__Instructions to follow__
Where does the string "below" appear in the records? Copy every line that contains it.

◆ ◆ ◆ ◆ ◆

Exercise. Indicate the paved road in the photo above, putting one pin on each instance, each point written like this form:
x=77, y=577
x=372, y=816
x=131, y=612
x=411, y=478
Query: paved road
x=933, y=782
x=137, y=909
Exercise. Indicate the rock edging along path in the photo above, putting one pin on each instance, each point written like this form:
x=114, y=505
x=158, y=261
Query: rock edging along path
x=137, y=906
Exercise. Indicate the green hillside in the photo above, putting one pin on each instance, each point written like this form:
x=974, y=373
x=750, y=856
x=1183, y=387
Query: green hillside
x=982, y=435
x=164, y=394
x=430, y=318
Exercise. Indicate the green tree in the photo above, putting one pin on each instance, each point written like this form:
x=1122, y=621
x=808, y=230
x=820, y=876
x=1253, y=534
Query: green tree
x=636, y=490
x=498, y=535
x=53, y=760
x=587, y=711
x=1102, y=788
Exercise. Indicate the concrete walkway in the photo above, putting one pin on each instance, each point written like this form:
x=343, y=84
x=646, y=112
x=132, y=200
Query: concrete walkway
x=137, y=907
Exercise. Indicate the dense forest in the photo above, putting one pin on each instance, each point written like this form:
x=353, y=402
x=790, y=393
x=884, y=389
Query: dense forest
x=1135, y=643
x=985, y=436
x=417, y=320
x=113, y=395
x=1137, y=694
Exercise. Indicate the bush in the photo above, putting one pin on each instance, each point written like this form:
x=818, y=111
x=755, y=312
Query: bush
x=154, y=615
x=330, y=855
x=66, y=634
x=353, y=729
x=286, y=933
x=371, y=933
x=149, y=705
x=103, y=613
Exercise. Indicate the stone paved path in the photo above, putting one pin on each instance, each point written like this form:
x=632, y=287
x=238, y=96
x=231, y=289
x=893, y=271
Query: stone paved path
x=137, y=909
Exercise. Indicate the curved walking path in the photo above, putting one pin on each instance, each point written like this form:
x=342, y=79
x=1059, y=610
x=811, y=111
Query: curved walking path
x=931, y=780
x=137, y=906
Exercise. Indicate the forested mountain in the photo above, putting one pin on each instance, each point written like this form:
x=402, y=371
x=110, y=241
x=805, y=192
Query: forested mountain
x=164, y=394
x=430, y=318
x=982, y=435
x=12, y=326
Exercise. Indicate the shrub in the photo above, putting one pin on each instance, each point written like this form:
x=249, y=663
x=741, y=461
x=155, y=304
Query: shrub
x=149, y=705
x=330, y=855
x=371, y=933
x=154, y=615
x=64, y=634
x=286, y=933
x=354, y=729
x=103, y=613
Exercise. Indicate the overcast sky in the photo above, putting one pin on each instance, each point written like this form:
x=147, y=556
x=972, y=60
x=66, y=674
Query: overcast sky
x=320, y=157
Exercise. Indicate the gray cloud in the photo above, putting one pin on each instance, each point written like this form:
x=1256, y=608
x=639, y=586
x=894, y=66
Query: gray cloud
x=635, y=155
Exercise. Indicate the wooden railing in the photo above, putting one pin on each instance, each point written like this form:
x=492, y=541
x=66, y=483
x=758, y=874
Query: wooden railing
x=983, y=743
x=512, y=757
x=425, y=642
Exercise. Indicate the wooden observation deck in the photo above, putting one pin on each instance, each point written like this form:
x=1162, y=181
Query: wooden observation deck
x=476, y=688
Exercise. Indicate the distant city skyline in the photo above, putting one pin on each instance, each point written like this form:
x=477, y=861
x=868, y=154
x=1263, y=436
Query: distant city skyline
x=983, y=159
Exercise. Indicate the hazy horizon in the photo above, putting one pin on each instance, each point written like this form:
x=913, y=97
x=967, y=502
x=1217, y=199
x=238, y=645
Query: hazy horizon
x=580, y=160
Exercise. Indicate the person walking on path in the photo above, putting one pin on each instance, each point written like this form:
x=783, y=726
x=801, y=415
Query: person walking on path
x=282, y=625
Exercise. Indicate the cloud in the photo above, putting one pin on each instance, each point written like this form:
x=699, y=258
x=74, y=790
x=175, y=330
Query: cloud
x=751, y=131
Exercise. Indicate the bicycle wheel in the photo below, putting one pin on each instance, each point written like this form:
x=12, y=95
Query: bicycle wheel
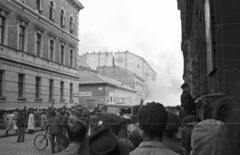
x=40, y=142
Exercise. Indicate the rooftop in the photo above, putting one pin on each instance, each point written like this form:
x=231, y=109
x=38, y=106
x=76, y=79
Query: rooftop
x=87, y=77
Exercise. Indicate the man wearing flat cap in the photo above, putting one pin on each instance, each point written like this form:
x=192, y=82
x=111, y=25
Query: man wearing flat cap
x=187, y=102
x=152, y=119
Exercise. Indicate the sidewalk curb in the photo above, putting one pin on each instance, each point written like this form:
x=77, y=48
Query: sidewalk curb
x=15, y=134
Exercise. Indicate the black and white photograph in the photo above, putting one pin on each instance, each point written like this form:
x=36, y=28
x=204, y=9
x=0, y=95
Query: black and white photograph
x=119, y=77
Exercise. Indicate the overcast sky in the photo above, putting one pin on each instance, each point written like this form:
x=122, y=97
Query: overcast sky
x=148, y=28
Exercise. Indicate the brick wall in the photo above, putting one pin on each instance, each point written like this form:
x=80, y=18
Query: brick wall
x=12, y=27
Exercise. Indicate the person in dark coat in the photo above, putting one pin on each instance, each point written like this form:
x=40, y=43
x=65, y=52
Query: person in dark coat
x=54, y=125
x=187, y=102
x=21, y=123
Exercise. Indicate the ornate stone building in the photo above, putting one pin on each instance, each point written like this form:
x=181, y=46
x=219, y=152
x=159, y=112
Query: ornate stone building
x=38, y=51
x=210, y=46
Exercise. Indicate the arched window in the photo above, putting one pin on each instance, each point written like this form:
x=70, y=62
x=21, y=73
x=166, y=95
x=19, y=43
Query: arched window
x=51, y=11
x=39, y=5
x=62, y=19
x=71, y=25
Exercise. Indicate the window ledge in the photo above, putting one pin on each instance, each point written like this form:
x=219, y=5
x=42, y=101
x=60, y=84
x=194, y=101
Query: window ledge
x=51, y=100
x=22, y=98
x=62, y=100
x=38, y=99
x=2, y=98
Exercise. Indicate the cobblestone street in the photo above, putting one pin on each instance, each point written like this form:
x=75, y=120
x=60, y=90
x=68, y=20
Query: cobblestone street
x=10, y=146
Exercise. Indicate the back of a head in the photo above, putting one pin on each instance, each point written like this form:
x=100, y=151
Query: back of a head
x=209, y=138
x=153, y=119
x=113, y=121
x=77, y=131
x=184, y=85
x=135, y=137
x=101, y=142
x=173, y=123
x=53, y=113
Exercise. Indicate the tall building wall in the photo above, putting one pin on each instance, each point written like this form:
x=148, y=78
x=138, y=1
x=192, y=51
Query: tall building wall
x=31, y=21
x=94, y=60
x=135, y=64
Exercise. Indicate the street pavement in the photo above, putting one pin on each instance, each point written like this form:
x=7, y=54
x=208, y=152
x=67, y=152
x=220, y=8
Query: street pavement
x=10, y=146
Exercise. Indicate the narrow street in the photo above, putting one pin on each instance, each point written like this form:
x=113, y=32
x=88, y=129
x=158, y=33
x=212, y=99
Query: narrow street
x=10, y=146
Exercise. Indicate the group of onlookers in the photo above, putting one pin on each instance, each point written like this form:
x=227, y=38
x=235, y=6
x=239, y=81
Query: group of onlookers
x=79, y=130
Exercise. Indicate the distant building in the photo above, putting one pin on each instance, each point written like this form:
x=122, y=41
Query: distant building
x=129, y=61
x=39, y=46
x=97, y=89
x=135, y=64
x=93, y=60
x=125, y=76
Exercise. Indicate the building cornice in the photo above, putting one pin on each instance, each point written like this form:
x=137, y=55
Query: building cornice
x=76, y=4
x=41, y=17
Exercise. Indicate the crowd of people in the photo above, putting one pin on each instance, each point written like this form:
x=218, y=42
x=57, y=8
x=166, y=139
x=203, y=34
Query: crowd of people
x=82, y=131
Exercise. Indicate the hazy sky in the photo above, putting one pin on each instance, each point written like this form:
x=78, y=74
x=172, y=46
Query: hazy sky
x=148, y=28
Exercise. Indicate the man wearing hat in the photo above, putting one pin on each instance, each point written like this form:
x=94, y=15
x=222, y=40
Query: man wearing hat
x=187, y=102
x=152, y=119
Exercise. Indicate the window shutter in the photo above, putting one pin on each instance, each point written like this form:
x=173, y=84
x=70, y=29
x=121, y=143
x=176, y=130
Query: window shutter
x=63, y=19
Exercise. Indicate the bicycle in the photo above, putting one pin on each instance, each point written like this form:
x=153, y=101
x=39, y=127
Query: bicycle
x=41, y=141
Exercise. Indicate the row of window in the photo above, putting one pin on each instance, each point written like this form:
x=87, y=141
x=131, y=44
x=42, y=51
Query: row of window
x=37, y=87
x=38, y=42
x=117, y=99
x=52, y=14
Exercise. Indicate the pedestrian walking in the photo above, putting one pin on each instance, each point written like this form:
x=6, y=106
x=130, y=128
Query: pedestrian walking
x=43, y=120
x=21, y=122
x=54, y=125
x=11, y=123
x=31, y=123
x=187, y=102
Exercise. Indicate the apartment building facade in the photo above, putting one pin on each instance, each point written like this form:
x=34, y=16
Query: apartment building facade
x=38, y=51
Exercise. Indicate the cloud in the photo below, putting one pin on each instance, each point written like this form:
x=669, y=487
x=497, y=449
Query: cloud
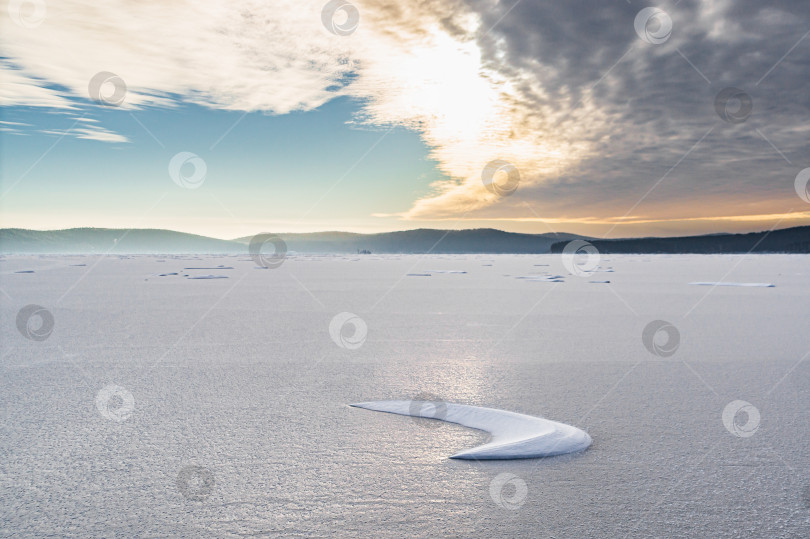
x=601, y=124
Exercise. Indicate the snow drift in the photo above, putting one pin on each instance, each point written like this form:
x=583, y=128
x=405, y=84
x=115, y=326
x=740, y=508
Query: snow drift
x=514, y=436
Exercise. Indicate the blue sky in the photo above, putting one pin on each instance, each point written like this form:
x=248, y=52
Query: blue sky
x=310, y=170
x=613, y=118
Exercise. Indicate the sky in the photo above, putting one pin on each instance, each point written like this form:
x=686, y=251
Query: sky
x=228, y=118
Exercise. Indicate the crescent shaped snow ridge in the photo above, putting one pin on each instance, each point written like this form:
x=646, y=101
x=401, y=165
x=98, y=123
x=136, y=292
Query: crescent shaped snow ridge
x=514, y=436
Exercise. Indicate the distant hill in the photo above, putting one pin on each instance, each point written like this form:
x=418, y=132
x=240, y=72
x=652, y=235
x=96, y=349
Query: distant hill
x=103, y=240
x=786, y=240
x=423, y=240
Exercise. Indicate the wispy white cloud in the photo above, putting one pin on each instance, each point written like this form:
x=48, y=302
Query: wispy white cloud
x=589, y=114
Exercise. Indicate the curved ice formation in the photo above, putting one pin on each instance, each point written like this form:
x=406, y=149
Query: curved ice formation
x=514, y=436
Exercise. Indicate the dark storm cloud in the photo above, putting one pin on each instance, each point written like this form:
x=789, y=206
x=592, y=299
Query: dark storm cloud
x=661, y=105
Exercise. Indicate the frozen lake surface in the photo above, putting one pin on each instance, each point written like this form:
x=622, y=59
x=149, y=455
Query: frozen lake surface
x=205, y=397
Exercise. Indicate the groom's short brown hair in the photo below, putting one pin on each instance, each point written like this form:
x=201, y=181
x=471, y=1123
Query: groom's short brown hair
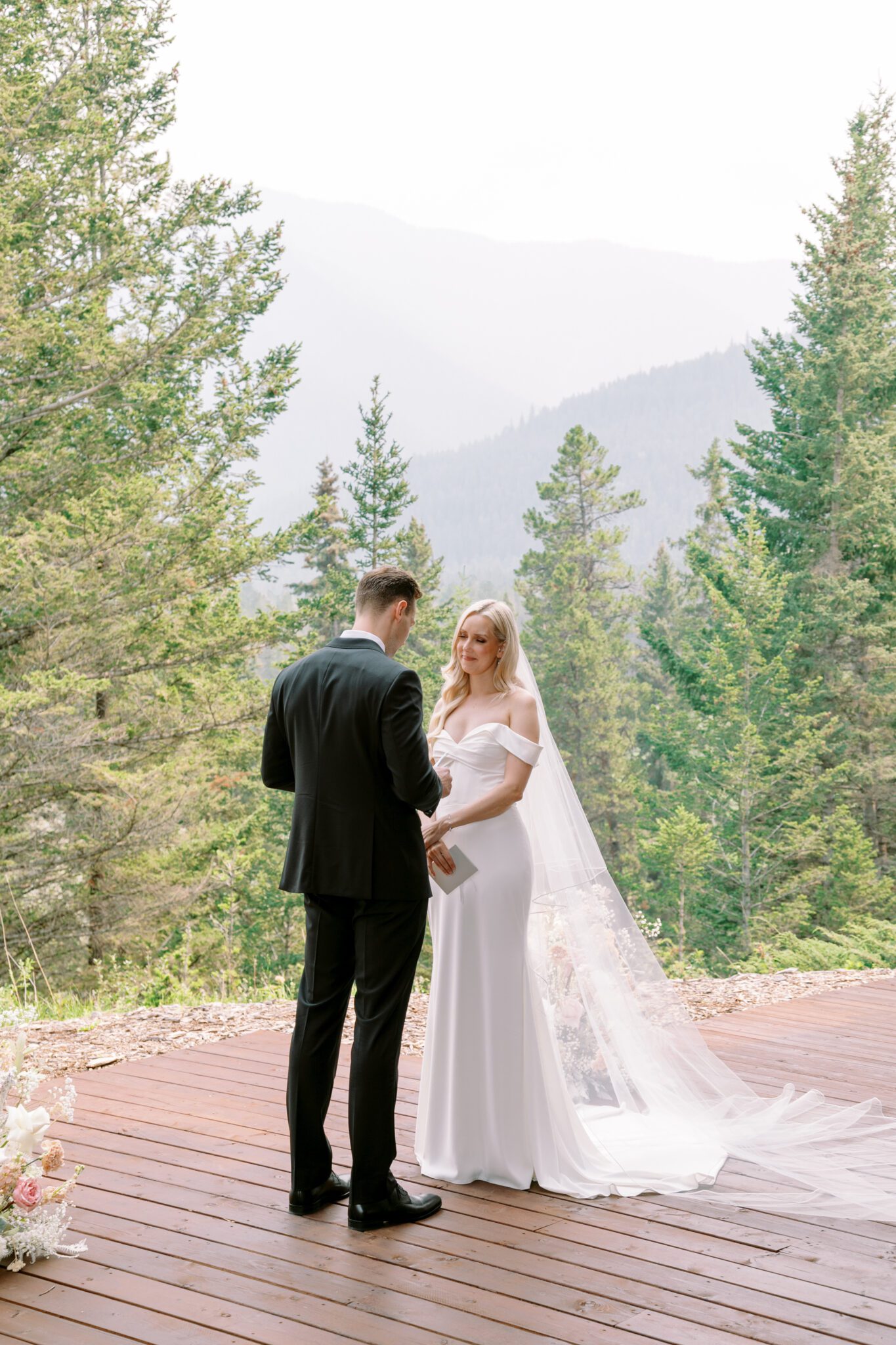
x=385, y=585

◆ ◆ ◆ ◆ ◆

__Worked solution__
Exercise. Indicate the bicycle wheel in the photo below, putting one pin on each instance, each point written like this form:
Exercise. Indicate the cloud in the photo below, putting one pin on each instance, each point written like this form:
Exercise. Indicate the groom's short brown hair in the photo below, putting one pin on each instance, each point written like this form:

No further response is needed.